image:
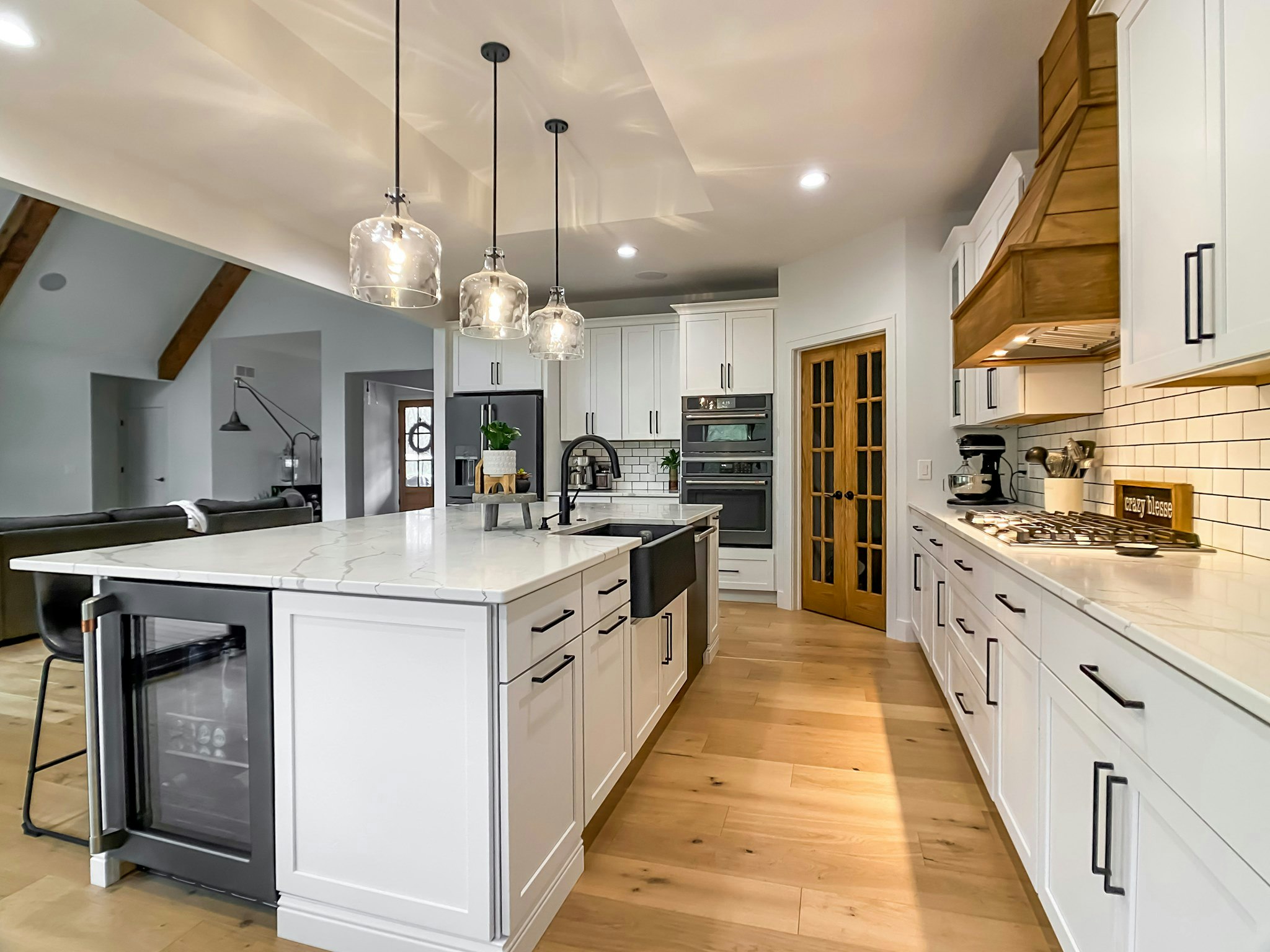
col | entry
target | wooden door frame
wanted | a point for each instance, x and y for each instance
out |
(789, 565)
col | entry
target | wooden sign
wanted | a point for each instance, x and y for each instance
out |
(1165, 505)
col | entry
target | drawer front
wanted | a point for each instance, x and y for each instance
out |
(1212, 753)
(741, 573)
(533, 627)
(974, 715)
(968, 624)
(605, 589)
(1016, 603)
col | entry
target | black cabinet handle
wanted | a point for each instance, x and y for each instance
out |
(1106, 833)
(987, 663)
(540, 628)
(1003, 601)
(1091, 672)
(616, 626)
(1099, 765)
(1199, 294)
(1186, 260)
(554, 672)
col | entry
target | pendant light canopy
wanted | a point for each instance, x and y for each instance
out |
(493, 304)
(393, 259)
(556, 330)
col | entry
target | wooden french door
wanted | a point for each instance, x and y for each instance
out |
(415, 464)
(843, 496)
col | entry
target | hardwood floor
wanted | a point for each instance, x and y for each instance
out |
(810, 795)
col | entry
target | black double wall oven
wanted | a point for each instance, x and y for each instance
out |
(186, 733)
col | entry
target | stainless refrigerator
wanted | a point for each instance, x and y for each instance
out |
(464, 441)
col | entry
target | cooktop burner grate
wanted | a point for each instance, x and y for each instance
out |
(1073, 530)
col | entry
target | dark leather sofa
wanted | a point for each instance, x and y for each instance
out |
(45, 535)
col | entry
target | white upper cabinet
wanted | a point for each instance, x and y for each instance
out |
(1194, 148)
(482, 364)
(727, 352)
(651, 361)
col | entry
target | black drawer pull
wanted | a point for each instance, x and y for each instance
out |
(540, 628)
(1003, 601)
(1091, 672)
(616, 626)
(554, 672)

# # # # #

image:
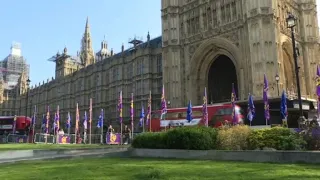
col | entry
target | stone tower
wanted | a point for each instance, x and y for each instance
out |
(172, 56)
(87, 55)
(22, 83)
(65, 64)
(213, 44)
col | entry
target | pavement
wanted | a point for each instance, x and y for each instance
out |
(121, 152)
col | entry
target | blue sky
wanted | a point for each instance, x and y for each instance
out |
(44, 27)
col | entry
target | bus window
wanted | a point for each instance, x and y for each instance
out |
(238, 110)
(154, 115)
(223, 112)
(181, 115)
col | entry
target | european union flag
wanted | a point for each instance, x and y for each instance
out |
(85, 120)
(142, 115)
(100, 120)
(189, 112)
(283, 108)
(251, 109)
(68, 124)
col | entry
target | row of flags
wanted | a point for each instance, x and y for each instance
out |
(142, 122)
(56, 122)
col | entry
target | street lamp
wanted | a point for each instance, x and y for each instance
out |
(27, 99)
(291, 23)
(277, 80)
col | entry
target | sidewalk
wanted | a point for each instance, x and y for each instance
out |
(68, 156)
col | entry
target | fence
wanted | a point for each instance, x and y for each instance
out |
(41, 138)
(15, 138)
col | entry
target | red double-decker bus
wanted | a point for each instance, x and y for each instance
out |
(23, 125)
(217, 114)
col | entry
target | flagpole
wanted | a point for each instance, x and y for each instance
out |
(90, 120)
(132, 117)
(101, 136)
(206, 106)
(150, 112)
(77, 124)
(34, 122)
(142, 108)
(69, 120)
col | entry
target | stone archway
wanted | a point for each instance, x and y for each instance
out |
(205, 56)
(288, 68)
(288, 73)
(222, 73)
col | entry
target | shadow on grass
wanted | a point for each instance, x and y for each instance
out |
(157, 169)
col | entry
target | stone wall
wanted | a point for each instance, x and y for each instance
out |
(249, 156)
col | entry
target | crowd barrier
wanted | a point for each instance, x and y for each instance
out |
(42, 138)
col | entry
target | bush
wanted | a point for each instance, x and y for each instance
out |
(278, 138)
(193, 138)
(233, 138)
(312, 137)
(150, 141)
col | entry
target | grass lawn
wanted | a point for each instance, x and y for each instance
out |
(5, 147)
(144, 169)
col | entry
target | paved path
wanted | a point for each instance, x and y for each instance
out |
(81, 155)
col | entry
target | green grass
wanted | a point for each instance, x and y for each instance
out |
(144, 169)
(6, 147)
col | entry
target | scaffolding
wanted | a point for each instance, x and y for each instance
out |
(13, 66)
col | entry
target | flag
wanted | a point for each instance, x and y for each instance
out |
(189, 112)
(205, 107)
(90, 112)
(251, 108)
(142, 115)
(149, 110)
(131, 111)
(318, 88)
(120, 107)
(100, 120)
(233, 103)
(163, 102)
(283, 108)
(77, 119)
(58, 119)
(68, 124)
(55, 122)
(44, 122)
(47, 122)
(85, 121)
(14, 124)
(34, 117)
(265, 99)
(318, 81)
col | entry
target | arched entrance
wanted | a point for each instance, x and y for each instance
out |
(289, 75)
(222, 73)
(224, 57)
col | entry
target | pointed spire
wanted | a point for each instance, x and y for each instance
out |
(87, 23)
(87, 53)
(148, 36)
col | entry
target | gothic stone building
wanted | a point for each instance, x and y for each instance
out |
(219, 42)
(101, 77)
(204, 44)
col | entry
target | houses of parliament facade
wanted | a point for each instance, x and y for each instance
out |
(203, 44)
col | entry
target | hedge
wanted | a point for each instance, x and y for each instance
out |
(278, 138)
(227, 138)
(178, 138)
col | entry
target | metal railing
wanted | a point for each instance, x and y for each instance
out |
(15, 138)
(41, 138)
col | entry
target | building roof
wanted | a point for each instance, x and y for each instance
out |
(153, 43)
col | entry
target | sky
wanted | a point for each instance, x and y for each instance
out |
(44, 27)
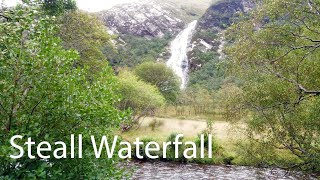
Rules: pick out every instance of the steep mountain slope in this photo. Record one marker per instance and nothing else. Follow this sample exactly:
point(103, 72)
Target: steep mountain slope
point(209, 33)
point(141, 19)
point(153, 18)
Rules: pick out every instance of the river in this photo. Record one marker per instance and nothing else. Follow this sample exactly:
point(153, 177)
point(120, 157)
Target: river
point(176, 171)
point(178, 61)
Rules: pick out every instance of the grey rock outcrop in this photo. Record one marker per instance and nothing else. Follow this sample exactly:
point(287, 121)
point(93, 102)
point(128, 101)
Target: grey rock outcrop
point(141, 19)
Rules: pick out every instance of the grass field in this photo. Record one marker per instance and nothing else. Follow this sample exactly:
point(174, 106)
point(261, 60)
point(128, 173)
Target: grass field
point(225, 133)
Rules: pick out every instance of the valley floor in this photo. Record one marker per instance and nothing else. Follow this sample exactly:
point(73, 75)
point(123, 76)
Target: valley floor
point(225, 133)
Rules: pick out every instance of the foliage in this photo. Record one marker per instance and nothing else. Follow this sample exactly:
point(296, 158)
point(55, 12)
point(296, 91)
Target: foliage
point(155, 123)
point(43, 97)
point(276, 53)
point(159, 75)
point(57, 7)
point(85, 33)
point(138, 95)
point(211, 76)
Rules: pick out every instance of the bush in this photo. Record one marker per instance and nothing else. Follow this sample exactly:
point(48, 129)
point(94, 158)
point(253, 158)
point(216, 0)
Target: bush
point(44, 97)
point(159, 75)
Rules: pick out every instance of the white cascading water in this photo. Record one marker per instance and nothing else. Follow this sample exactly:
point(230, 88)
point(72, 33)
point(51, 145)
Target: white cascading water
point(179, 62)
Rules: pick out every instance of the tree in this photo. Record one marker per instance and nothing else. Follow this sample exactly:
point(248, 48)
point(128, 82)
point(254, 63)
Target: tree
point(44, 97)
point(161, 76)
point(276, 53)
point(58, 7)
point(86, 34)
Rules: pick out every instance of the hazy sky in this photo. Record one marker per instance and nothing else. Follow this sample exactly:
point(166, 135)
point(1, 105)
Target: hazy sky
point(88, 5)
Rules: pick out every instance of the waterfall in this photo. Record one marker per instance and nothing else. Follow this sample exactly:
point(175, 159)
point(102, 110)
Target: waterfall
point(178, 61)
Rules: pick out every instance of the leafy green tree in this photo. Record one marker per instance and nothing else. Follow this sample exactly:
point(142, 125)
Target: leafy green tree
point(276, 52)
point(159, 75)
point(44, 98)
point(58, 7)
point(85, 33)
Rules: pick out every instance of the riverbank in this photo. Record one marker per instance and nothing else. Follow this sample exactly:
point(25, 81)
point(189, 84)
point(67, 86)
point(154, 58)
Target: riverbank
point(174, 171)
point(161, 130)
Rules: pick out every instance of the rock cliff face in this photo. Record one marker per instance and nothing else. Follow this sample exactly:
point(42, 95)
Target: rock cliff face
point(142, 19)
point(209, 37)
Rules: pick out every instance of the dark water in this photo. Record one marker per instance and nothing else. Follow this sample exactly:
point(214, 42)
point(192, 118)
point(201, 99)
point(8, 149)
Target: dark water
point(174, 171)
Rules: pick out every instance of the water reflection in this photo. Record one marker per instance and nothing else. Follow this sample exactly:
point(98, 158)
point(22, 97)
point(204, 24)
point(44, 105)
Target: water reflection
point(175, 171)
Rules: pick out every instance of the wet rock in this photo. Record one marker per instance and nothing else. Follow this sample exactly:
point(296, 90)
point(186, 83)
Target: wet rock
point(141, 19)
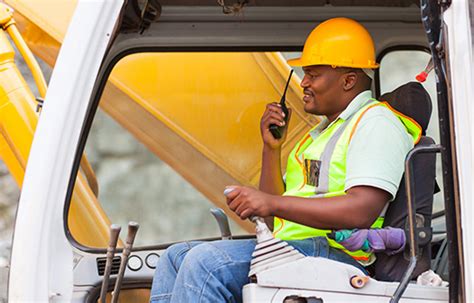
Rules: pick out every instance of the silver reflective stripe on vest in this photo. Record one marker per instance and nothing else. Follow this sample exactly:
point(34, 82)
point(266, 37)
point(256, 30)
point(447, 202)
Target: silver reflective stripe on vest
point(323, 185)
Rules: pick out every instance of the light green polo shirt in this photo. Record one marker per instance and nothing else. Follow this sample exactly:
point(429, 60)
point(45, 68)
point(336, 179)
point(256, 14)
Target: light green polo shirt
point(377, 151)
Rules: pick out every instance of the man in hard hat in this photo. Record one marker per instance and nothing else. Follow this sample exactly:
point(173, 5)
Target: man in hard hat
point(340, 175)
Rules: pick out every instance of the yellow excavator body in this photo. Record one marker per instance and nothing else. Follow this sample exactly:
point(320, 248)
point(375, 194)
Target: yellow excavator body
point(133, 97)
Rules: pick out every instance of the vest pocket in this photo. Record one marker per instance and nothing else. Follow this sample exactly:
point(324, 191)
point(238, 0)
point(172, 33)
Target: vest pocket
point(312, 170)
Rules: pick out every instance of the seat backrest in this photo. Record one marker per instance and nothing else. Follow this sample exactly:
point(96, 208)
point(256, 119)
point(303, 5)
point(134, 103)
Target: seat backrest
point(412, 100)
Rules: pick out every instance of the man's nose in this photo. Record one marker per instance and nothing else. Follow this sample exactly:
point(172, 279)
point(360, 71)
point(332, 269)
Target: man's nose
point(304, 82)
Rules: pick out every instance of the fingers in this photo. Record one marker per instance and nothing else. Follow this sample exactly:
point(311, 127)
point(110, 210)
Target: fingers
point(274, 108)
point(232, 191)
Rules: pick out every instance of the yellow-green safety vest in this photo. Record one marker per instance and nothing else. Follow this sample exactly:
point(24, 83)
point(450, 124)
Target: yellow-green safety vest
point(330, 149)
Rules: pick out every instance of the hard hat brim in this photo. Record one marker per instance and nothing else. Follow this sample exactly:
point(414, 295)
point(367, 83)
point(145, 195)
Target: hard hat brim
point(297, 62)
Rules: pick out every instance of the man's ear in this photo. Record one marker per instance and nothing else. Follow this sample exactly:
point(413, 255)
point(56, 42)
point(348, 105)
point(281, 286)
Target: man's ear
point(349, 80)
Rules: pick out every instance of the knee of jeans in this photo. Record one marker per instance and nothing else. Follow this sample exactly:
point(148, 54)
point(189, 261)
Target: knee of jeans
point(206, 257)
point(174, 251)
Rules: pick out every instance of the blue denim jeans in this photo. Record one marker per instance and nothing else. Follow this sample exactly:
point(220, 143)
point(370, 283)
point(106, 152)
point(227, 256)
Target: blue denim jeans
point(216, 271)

# # # # #

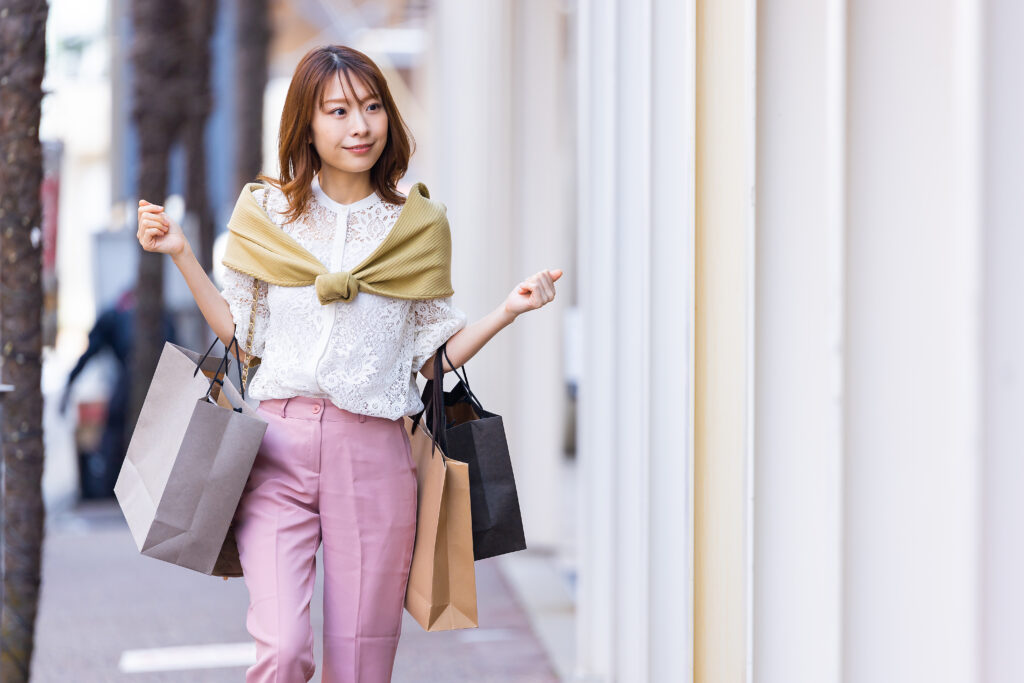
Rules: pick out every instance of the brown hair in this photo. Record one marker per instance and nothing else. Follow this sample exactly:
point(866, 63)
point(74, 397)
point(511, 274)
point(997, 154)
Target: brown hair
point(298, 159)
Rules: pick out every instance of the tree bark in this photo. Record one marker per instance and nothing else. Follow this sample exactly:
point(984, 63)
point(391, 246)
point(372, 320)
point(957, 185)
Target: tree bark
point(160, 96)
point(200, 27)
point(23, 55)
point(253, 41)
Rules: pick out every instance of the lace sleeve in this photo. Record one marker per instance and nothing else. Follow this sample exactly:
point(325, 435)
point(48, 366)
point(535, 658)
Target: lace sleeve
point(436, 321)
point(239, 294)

# # # # #

> _Yapılacak iş_
Yukarıdaki verilerden "foliage" sözcüğünü içeren her satırı çıkarın; büyük ve küçük harf ayrımı gözetilmelidir.

> _Yazılı çözüm_
Rules: pick out every instance of the foliage in this photo. Record one marker per instance and nothing else. Follow this sample exactly:
Target: foliage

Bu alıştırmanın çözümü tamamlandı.